- **What you need to do**: Write out exactly the lines from the one containing "Put a marker on every instance of the puppy's black" through the last line of the records below, including both.

- **Records**:

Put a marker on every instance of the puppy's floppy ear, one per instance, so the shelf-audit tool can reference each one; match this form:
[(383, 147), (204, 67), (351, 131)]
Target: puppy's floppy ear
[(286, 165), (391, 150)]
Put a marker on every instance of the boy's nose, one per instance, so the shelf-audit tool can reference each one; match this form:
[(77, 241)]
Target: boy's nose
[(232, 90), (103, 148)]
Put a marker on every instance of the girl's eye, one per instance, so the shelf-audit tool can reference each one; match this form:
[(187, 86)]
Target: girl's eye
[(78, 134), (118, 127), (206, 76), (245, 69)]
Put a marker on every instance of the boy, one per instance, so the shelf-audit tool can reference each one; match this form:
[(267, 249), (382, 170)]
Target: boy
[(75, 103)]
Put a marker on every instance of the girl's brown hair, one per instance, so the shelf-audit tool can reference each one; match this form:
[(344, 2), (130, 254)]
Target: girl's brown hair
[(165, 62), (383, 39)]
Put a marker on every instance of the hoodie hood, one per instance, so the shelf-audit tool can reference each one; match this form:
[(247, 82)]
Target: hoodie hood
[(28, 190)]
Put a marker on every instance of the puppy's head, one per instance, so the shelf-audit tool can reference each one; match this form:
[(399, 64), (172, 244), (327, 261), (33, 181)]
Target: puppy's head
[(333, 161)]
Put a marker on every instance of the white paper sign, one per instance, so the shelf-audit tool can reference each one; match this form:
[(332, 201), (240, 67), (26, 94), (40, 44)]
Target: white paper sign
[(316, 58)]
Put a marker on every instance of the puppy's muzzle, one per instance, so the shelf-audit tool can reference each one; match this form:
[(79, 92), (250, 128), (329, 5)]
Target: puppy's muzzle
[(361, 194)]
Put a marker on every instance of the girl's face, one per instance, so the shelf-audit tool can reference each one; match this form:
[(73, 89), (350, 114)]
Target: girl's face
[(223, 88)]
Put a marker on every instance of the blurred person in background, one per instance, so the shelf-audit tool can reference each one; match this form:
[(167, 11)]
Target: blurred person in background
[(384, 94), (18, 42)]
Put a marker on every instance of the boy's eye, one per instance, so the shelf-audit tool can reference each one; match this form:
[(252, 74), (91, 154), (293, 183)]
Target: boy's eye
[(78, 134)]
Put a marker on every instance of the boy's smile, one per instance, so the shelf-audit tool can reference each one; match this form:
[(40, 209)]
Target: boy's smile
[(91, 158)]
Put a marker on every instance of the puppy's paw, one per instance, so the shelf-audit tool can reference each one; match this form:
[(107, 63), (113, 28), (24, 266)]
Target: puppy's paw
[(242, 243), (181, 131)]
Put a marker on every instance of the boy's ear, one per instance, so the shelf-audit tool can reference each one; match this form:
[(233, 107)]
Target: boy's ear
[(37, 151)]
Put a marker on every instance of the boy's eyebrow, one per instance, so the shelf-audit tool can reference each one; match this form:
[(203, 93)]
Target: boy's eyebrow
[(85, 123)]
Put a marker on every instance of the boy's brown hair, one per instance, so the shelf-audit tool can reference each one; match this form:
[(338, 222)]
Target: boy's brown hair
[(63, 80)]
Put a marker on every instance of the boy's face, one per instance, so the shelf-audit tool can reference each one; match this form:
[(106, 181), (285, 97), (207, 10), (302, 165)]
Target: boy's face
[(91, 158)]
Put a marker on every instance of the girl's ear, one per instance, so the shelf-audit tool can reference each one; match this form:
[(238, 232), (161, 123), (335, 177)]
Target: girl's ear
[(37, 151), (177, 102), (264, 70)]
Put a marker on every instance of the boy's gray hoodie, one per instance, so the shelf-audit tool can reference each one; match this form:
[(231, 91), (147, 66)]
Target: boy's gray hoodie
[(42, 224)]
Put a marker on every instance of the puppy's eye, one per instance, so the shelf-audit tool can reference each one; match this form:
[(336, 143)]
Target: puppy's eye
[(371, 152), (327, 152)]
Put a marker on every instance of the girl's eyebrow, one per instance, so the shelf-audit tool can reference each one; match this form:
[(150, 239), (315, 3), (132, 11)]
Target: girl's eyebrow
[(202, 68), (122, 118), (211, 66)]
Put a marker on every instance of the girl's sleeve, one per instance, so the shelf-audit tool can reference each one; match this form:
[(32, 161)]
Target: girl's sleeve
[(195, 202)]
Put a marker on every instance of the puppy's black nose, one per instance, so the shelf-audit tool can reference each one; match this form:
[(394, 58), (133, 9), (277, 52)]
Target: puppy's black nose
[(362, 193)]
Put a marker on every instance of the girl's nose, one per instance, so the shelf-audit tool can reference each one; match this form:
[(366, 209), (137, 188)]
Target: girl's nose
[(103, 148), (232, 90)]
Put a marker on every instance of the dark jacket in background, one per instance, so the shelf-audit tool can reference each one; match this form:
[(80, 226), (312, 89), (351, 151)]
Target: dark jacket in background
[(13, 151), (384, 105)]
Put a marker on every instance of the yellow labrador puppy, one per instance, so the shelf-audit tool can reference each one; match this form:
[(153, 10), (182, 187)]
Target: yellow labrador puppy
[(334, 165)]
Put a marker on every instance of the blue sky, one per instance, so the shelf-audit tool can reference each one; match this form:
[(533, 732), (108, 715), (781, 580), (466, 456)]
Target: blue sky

- **Result of the exercise**:
Put a marker on every instance of the puppy's black nose, one per instance, so the shelf-audit tool can reference each one; match this form:
[(394, 58), (133, 9), (277, 52)]
Target: puppy's black nose
[(362, 193)]
Put a marker on every instance of the girl's nose, one per instance, so the shelf-audit tool can reference each one; match this form:
[(366, 209), (137, 188)]
Target: girl's nose
[(103, 148), (232, 90)]
Put a marker on every instance of the dark jacket in background, one per instance, so the shelf-audit tool can reference each one; match this form:
[(80, 226), (312, 89), (351, 151)]
Target: dark jacket in background
[(13, 151), (384, 105)]
Put a marker on every instance of the yellow labrador puppy, one per instance, so the shelf-audit tool can reference each one; match this form:
[(153, 10), (182, 187)]
Target: yellow labrador puppy
[(334, 165)]
Put a marker on every instance of the blue sky, one per instance, so the shelf-audit tool can reference each one; match this form:
[(533, 732), (108, 715), (781, 580), (466, 456)]
Target: blue sky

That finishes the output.